やること: 下のエントリから、文字列「head」を含む行をすべて抜き出してください。大文字と小文字は区別します。

* * * * * * * * *

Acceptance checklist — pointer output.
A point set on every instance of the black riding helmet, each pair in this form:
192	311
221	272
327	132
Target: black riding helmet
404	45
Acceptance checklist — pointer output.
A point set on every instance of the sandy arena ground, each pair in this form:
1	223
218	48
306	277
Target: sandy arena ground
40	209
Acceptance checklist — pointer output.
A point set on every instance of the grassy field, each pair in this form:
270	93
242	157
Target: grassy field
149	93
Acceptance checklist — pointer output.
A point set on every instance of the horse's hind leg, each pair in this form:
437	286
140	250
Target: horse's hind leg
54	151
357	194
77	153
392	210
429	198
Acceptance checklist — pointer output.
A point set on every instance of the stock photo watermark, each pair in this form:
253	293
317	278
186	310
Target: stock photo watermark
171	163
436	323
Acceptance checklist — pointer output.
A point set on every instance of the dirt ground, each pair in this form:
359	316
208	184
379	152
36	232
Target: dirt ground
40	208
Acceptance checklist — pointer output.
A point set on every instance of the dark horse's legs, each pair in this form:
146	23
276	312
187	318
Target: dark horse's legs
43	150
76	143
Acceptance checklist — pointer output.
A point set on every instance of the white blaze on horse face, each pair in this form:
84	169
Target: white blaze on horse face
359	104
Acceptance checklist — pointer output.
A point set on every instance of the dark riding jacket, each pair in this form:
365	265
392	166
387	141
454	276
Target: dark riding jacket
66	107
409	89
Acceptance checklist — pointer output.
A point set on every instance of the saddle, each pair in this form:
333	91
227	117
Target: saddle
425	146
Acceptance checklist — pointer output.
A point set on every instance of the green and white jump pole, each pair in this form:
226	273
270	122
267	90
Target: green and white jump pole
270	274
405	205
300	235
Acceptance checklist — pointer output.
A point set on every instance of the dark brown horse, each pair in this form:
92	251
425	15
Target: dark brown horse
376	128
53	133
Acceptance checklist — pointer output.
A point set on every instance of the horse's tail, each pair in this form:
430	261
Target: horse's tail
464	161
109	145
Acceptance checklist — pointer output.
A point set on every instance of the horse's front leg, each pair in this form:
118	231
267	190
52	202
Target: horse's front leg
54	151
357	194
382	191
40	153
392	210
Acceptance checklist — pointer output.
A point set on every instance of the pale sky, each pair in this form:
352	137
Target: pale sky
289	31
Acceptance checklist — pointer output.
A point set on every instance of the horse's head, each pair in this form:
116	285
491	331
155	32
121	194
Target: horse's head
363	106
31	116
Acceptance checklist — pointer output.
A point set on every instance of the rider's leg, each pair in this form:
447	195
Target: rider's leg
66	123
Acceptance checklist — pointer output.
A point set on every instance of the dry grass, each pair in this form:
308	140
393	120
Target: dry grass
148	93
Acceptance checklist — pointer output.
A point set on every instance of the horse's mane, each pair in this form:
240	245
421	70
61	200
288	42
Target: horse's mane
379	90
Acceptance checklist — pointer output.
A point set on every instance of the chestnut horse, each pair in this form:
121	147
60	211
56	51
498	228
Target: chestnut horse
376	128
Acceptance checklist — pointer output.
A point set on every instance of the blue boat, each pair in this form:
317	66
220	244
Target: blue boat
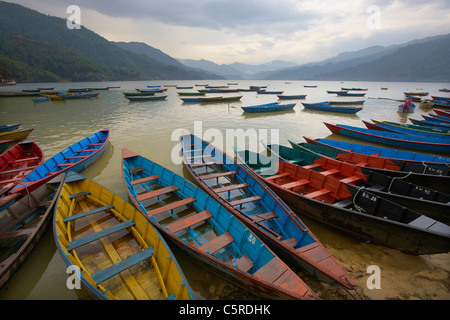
291	96
145	98
206	231
324	106
247	197
9	127
78	157
269	107
391	138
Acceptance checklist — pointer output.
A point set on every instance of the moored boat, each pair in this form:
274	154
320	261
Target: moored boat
120	255
18	162
206	231
22	225
391	138
78	157
248	198
352	209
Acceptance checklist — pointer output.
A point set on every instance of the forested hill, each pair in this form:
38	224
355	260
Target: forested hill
35	47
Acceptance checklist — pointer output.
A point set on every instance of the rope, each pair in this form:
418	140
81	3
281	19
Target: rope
395	178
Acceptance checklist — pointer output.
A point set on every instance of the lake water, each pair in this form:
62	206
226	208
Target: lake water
148	128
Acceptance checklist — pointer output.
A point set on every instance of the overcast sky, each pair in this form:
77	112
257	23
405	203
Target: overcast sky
257	31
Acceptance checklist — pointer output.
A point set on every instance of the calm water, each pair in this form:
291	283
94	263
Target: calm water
147	128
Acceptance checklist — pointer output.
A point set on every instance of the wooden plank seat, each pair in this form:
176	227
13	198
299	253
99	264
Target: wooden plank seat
281	175
18	169
217	243
188	221
232	187
146	179
156	193
26	159
329	172
79	194
98	235
245	200
312	166
244	263
294	184
218	175
264	216
171	206
135	170
317	193
350	179
121	266
88	213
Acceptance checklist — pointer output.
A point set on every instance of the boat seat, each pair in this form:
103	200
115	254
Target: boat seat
230	188
294	184
98	235
217	243
156	193
171	206
218	175
87	213
317	193
244	263
281	175
245	200
350	179
330	172
80	194
121	266
146	179
264	216
312	166
188	221
16	170
135	170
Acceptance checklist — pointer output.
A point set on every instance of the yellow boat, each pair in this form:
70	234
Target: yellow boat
118	254
15	135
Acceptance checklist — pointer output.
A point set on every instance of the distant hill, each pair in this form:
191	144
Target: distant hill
419	60
31	41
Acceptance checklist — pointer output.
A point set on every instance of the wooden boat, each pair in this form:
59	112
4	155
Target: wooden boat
22	225
146	98
291	96
18	162
15	135
432	171
350	94
391	138
434	124
78	157
206	231
5	144
269	107
405	130
78	95
269	92
389	125
191	93
138	94
421	94
354	89
121	256
424	200
9	127
346	102
355	210
248	198
324	106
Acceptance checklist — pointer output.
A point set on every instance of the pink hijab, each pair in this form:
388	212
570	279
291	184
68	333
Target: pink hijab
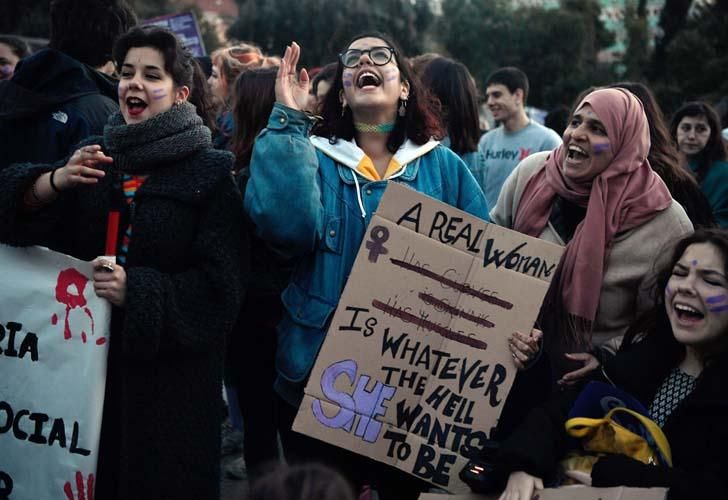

* * * * * * * * *

出力は以下:
A point set on every instance of the horse's head, each pair in this form:
Target: horse's head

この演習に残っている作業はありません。